» YOUR TASK
Output the lines of the data below, from the line containing "asphalt road in the photo above." through the end of the data, inclusive, as a Markdown table with the columns Row and Line, leaving out any blank lines.

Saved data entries

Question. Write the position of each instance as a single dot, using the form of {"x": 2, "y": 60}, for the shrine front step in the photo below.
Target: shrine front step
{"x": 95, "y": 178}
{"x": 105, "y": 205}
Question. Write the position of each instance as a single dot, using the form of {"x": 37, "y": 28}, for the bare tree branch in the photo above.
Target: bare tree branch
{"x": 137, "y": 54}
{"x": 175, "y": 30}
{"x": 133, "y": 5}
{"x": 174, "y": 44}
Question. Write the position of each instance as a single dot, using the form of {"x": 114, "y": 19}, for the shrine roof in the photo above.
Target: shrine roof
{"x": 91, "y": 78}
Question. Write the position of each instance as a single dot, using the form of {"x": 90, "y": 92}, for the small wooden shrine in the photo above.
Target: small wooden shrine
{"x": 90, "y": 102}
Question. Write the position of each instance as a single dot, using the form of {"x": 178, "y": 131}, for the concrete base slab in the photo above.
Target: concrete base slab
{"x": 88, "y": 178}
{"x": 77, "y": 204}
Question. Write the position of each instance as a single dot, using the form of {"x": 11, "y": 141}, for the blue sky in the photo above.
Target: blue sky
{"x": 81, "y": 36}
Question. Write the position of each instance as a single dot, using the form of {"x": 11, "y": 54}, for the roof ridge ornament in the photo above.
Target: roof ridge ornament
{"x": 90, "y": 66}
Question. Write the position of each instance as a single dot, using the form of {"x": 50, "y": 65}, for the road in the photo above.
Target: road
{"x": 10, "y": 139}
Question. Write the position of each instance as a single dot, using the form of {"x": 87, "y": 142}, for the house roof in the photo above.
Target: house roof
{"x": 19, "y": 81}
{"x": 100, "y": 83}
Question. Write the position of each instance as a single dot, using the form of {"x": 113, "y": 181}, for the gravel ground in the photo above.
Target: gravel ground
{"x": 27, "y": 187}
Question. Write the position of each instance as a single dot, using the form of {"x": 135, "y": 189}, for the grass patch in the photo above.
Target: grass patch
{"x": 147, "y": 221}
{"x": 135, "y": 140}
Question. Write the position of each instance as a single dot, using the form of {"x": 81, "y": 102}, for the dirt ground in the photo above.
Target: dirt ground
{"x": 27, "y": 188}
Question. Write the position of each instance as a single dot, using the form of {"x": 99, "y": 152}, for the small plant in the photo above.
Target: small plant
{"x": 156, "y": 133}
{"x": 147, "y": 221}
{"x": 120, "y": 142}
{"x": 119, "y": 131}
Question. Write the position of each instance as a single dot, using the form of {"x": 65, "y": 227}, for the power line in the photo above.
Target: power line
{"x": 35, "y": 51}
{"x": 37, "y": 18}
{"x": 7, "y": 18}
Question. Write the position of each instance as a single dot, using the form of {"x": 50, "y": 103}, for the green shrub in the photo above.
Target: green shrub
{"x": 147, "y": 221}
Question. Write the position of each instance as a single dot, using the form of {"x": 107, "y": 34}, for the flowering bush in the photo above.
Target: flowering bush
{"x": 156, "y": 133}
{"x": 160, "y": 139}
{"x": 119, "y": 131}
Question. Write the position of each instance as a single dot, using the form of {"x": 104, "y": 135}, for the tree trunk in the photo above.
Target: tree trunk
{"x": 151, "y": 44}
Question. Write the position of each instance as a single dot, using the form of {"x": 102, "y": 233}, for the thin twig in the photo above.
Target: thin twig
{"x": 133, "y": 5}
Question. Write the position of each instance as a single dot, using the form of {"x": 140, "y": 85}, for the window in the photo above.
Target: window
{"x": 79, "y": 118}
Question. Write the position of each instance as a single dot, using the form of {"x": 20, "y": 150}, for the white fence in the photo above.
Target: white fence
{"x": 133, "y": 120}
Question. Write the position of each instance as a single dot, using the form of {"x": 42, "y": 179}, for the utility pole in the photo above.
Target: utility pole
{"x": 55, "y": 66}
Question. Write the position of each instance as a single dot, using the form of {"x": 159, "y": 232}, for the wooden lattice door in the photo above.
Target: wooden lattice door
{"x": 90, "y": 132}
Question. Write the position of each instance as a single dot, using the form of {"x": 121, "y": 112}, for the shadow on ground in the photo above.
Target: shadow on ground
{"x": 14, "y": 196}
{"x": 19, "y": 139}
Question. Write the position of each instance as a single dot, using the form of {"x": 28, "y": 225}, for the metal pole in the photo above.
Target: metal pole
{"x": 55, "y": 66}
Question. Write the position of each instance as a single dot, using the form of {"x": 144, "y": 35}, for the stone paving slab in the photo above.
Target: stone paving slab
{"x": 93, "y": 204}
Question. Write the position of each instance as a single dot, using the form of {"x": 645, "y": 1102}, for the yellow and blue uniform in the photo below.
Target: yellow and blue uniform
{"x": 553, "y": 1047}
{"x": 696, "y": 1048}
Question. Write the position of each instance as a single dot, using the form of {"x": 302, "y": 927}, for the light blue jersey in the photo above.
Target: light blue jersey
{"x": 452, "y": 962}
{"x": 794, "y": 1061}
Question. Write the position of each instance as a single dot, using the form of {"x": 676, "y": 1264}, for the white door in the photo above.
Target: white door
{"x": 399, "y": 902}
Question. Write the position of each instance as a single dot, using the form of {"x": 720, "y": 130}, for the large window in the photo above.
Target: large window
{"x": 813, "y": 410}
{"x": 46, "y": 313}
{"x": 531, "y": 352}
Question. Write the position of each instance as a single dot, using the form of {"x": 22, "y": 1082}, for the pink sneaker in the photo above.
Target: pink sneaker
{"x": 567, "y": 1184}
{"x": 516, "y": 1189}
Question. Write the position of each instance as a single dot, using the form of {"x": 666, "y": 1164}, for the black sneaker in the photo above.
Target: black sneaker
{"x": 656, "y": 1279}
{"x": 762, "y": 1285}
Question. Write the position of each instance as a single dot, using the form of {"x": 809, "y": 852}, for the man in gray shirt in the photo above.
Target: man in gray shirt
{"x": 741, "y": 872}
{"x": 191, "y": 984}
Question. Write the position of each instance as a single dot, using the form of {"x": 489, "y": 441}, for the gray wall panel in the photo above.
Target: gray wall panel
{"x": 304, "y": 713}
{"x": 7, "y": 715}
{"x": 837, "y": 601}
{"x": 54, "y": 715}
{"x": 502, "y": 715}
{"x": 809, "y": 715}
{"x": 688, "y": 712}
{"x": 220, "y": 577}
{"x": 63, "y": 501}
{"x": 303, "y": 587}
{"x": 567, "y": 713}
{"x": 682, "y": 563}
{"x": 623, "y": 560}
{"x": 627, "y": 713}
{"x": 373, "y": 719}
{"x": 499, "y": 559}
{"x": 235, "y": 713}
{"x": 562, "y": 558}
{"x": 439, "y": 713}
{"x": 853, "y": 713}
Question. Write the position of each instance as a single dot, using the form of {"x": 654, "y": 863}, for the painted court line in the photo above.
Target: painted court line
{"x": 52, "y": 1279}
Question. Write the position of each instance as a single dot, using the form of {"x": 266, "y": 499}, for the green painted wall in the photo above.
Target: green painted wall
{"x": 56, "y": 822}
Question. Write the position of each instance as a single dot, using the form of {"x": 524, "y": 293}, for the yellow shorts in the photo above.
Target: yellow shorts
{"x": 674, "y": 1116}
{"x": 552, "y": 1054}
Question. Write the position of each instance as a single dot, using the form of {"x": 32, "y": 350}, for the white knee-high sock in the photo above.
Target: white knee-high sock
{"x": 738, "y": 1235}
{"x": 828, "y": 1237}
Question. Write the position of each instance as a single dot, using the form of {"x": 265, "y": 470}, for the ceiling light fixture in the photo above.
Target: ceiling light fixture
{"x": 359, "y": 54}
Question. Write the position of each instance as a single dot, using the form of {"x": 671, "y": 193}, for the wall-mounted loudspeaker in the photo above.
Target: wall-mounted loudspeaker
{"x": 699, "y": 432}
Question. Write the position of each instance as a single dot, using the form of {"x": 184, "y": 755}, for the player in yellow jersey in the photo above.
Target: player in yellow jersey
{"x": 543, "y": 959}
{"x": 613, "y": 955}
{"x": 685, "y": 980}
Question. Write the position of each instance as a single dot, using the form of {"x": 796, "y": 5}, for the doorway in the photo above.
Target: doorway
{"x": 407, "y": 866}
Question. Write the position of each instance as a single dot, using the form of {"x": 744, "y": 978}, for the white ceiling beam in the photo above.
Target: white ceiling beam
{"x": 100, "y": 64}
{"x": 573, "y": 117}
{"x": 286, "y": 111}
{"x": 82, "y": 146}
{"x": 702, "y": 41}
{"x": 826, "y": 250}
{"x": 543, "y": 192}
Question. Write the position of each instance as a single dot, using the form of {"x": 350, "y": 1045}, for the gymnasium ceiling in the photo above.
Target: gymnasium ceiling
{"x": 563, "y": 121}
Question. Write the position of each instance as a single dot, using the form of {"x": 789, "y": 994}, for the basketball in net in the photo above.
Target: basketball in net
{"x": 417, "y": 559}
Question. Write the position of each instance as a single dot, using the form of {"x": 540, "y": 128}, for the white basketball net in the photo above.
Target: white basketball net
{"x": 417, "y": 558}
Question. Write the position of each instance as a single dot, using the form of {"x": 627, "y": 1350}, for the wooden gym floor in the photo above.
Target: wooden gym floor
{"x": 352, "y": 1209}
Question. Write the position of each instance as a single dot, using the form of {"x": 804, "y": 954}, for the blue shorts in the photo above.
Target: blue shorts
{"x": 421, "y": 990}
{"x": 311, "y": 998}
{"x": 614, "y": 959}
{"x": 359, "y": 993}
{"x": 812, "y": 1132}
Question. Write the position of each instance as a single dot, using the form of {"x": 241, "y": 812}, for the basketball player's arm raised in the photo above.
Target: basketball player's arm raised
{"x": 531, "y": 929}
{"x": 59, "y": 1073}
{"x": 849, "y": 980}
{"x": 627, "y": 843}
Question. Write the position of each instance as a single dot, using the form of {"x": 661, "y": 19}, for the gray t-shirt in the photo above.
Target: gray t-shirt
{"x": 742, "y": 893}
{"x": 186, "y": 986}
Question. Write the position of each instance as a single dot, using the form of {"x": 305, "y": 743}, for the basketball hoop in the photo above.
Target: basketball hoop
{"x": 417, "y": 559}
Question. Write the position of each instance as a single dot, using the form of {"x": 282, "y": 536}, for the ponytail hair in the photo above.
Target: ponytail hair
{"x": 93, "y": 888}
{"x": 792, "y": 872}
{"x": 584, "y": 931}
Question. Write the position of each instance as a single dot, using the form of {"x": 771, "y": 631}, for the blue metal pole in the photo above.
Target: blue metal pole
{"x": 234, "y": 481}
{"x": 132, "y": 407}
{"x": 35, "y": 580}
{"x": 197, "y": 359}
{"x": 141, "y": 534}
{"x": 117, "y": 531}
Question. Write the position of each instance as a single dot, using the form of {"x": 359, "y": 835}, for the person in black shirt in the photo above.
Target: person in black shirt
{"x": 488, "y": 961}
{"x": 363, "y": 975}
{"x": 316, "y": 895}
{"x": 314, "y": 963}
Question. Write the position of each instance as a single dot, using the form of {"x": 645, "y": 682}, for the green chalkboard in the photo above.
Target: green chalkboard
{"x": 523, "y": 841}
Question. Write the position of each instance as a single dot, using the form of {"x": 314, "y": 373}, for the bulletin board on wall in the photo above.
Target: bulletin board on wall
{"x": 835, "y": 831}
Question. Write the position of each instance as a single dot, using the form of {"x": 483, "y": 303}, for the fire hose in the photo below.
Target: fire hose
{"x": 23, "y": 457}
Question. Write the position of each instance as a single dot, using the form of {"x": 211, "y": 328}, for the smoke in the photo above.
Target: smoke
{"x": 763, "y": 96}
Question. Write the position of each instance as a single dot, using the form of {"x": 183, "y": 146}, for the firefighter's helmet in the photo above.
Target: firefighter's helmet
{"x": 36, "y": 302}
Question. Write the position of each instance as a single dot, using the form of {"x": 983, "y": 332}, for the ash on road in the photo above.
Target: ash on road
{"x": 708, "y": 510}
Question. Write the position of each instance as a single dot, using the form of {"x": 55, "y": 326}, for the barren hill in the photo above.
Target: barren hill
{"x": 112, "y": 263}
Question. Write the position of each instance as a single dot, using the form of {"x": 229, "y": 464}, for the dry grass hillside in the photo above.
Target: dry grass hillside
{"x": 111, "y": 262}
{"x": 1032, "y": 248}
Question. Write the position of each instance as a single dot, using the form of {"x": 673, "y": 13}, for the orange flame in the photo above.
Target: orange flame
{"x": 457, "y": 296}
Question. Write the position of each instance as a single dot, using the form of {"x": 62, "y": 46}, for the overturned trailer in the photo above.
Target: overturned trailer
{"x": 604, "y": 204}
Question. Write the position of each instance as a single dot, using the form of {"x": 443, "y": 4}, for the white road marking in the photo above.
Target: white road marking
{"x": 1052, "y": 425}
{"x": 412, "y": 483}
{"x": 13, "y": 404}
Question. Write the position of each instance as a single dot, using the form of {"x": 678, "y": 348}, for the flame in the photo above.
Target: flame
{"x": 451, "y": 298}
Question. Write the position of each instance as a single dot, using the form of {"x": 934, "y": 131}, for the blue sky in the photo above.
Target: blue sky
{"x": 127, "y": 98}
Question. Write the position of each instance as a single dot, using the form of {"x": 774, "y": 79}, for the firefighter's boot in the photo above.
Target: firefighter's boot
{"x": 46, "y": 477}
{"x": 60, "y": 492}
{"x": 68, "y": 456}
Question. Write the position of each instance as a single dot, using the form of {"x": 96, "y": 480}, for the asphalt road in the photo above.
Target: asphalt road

» FULL RESPONSE
| Row | Line |
|---|---|
| 1 | Question. Write the position of each instance as a single dot, using the form of {"x": 96, "y": 480}, for the asphalt road in the photo above. |
| 2 | Target: asphalt road |